* _Text segment_:
—————

Table 2 illustrates the average capacity factor simulated by GIS analysis, expected wind output, as well as abatement potential linked with abatement cost for each simulated provinces with large-scale wind capacity. Liaoning, Hebei, and Inner Mongolia have the lowest abatement cost below 50 RMB/t-CO2, and they are also the leading three provinces in terms of wind resource. Especially, all those make Inner Mongolia the province with the largest abatement potential and relatively low abatement cost. But the abatement costs have different order with capacity factors in the provinces, which indicates that wind resource is not the only factor determining abatement cost while the generation efficiency and generation cost of coal power should be taken into consideration among regions. Inner Mongolia, Xinjiang, and Gansu account for 60% of the total mitigation potential. The highest abatement cost lies in Ningxia province, due to its low capacity factor and low generation cost of coal-power. According to the results, approximately all the mitigation potential could be reached with abatement cost lower than 150 RMB/t. The notable disparity in abatement cost showed a more wider distribution than the capacity factor which varies from 0.24 to 0.40.

Table 2. Averaged capacity factor, wind output, and abatement potential by province
Province Wind potential Emission abatement
Curtailment rate (%) Real avg.CF Planned capacity (GW) Expected output (TWh) Coal power efficiency (%) Abatement potential (Mt-CO2) Abatement cost (RMB/t)

—————

* _Stored data_:

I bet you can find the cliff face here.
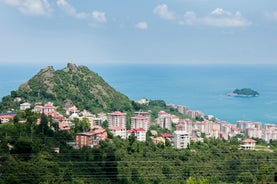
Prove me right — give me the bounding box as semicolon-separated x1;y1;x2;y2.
0;63;132;112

—————

* _Job 1_:
Using the passage on wind abatement costs, explain in one to three sentences why Ningxia has the highest abatement cost.
* _Job 2_:
Transcribe the stretch from "Table 2. Averaged capacity factor, wind" through "Abatement cost (RMB/t)" in the passage on wind abatement costs.

* _Written response 1_:
Ningxia's abatement cost is the highest because the province has a low capacity factor and its coal power has a low generation cost.

* _Written response 2_:
Table 2. Averaged capacity factor, wind output, and abatement potential by province
Province Wind potential Emission abatement
Curtailment rate (%) Real avg.CF Planned capacity (GW) Expected output (TWh) Coal power efficiency (%) Abatement potential (Mt-CO2) Abatement cost (RMB/t)